What is required ▸ Please repeat every entry, keeping each one exactly the same.

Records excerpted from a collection
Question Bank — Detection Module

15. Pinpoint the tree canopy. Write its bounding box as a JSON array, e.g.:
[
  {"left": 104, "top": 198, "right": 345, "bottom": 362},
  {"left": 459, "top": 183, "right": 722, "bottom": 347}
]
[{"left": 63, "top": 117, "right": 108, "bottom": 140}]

Response ▸
Question Bank — Detection Module

15. Pinpoint the tree canopy. Write its bounding box as a JSON array, e.g.:
[
  {"left": 104, "top": 198, "right": 345, "bottom": 362},
  {"left": 459, "top": 183, "right": 722, "bottom": 347}
]
[{"left": 63, "top": 117, "right": 108, "bottom": 140}]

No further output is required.